Set exercise
Return, word for word, the part of the material below that opens with its first line and closes with the line containing "[(271, 152)]", with both of those lines included.

=====

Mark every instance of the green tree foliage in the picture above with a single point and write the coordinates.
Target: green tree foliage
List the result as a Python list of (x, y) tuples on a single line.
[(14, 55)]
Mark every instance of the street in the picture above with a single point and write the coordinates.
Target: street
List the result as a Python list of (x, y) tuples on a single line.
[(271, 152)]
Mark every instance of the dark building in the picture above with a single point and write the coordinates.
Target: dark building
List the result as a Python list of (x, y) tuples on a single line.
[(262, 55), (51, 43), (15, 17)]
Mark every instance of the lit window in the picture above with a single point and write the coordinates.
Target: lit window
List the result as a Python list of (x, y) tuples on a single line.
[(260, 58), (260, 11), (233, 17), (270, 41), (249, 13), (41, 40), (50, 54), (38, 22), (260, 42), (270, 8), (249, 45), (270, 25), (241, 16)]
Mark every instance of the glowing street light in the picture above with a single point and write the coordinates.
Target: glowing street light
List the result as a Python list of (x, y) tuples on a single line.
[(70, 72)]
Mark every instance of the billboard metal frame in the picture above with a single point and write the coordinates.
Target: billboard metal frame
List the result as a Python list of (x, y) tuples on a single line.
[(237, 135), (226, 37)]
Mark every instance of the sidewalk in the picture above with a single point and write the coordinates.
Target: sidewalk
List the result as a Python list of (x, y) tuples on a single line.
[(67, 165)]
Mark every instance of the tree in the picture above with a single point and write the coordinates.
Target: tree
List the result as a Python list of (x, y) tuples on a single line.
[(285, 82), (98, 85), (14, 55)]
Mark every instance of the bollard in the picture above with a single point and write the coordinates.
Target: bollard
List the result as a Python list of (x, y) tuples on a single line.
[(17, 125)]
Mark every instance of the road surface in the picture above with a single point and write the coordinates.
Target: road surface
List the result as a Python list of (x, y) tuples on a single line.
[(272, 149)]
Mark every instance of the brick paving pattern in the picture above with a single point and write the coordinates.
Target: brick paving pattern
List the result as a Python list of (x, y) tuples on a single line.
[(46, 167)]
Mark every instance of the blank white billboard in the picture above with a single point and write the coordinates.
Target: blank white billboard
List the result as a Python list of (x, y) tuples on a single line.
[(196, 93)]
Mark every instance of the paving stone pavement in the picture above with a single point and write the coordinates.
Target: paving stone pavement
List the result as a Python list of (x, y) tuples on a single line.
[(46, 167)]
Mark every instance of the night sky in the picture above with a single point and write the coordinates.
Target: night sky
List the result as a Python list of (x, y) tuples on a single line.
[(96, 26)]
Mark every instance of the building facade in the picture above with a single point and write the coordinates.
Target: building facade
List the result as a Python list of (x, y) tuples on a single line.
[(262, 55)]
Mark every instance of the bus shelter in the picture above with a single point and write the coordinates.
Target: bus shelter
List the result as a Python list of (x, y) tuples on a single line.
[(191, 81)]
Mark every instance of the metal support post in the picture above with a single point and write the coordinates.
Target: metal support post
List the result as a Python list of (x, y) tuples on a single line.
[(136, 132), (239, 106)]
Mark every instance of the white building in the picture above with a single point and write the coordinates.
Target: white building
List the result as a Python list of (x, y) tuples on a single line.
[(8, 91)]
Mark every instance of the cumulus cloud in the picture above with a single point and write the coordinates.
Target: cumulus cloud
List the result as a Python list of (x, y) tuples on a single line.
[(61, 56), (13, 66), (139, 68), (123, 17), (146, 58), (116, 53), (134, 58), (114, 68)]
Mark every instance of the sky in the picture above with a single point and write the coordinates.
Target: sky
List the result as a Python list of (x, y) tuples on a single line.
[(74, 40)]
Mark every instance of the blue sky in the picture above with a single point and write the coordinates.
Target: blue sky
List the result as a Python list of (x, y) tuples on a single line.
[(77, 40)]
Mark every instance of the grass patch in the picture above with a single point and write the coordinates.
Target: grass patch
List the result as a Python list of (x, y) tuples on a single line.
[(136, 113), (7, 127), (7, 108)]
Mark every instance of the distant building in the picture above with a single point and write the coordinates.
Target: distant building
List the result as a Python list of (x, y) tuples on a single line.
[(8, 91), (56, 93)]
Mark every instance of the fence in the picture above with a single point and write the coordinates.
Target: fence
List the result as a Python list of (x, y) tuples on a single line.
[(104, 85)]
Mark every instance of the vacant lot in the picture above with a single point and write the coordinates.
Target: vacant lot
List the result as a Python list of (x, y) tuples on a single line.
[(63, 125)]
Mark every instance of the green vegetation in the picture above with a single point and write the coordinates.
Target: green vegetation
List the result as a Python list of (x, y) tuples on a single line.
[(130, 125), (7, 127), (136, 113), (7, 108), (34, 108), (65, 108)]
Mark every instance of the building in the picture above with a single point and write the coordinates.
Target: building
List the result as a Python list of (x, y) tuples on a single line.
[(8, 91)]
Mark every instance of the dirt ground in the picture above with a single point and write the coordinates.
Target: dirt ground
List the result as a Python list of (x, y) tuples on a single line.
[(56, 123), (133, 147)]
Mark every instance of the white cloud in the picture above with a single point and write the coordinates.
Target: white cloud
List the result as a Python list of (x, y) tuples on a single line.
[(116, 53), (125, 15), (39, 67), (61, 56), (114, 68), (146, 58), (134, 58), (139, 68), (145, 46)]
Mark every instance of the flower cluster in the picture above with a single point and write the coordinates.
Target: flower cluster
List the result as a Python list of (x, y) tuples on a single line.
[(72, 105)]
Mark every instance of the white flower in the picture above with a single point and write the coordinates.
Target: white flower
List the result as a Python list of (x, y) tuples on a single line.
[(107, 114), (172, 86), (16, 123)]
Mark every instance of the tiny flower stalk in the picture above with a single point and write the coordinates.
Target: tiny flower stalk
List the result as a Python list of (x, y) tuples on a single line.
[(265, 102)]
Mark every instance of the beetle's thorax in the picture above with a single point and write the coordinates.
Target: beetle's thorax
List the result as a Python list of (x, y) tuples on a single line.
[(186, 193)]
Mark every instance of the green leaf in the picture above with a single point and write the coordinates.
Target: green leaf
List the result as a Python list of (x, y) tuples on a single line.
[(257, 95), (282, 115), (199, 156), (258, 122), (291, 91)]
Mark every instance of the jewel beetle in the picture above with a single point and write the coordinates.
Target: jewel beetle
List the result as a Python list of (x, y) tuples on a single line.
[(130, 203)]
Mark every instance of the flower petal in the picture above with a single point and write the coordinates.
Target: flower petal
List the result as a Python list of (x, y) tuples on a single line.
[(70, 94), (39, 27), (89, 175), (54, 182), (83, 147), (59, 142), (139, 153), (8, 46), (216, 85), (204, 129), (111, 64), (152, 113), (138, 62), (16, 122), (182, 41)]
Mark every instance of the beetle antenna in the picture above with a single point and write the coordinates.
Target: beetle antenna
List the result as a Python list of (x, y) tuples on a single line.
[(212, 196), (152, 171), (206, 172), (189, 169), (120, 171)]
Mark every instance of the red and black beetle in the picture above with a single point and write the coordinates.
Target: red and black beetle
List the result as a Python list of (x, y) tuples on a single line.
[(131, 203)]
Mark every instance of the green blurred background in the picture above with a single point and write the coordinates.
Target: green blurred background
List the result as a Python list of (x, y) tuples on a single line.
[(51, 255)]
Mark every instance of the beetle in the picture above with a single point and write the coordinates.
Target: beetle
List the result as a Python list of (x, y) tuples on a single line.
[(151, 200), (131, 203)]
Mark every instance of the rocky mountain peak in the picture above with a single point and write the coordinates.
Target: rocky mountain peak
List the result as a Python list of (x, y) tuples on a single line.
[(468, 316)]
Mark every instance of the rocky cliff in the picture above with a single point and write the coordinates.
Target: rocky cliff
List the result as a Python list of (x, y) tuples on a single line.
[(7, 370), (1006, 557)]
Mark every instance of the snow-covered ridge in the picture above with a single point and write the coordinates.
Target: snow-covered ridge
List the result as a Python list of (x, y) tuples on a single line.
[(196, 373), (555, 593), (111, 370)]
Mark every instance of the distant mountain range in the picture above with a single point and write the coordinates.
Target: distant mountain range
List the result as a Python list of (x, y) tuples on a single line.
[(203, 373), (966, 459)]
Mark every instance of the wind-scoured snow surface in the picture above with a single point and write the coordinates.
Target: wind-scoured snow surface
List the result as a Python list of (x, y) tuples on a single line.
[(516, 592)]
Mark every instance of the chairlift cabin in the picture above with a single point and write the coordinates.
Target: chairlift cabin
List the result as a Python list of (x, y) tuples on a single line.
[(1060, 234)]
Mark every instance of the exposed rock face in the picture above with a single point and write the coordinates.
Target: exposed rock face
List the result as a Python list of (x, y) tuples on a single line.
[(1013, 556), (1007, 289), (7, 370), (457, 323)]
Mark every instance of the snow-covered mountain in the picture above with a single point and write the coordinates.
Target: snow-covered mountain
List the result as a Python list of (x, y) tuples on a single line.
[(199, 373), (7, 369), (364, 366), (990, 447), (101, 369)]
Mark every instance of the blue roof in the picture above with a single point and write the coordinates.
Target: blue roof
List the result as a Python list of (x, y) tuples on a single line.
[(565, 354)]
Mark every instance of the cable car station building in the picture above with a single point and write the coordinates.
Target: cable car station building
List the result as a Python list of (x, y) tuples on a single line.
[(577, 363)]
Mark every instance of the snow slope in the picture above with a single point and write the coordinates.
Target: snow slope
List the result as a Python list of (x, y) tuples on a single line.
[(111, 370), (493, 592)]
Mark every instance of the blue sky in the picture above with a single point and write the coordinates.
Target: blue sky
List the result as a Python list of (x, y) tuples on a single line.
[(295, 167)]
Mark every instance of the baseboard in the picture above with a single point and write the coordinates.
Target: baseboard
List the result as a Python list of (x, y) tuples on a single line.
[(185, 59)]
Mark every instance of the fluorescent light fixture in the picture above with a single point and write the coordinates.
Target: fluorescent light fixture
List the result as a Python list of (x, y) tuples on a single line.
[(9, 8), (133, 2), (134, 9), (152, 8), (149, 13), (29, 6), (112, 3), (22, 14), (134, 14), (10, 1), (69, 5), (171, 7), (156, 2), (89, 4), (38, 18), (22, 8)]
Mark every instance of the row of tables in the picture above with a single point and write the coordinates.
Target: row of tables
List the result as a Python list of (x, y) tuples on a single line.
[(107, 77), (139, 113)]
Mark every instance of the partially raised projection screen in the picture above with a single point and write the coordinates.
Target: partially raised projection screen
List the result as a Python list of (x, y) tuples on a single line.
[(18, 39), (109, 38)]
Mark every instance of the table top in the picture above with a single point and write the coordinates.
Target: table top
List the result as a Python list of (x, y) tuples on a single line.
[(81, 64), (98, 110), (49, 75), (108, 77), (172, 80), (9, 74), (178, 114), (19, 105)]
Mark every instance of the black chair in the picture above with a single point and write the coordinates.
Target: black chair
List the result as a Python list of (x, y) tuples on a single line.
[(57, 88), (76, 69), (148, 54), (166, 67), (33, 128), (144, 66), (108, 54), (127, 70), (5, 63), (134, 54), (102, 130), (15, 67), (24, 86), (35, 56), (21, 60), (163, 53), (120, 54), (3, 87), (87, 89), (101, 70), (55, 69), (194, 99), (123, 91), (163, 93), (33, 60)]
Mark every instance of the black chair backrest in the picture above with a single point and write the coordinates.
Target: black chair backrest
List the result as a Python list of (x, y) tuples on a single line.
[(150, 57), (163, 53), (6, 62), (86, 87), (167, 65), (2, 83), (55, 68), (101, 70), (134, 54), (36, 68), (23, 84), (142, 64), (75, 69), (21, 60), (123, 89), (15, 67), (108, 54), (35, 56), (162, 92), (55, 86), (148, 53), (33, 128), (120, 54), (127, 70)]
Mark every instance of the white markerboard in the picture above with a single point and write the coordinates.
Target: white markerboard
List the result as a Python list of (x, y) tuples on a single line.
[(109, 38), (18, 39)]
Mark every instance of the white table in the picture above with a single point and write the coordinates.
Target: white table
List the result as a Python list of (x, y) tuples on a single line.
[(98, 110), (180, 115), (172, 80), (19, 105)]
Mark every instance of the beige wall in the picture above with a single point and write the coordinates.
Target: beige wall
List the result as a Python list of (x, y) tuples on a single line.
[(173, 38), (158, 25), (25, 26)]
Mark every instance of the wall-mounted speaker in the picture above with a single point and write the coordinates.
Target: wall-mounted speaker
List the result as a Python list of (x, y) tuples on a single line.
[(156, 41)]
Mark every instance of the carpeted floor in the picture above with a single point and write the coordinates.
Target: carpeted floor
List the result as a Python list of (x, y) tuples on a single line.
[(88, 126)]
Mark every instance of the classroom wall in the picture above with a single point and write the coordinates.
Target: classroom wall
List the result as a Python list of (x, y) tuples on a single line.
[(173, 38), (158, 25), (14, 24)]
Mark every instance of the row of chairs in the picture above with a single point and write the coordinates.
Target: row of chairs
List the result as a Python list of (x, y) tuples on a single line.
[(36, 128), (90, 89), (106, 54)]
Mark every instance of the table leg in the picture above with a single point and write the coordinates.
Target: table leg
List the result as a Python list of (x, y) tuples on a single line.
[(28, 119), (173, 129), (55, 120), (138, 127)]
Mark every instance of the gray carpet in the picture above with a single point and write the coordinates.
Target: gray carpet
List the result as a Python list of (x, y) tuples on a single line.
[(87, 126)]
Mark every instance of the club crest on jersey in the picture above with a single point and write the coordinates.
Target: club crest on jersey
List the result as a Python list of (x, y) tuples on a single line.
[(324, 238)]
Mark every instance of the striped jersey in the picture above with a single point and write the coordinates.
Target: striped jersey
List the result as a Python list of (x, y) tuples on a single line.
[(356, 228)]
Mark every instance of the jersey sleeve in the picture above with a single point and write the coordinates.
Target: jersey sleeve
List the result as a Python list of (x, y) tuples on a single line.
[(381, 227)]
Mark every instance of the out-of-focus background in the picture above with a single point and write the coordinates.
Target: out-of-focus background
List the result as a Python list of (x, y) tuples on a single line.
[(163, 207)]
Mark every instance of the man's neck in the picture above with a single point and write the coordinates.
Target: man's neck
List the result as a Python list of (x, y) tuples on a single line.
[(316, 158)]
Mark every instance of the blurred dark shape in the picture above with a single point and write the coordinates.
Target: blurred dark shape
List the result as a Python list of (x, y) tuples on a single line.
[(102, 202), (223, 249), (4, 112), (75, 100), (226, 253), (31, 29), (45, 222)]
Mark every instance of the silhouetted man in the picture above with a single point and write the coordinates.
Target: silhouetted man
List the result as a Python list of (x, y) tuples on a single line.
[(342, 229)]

=====

Task solution
Mark every instance of the green tree foliage in the picture above with a single point and write the coordinates.
Target: green tree foliage
List the result as a Python list of (x, y) tuples on a single line.
[(14, 55)]
Mark every instance of the street in the picture above with a single point and write the coordinates.
Target: street
List the result as a Python list of (x, y) tuples on a single line.
[(271, 152)]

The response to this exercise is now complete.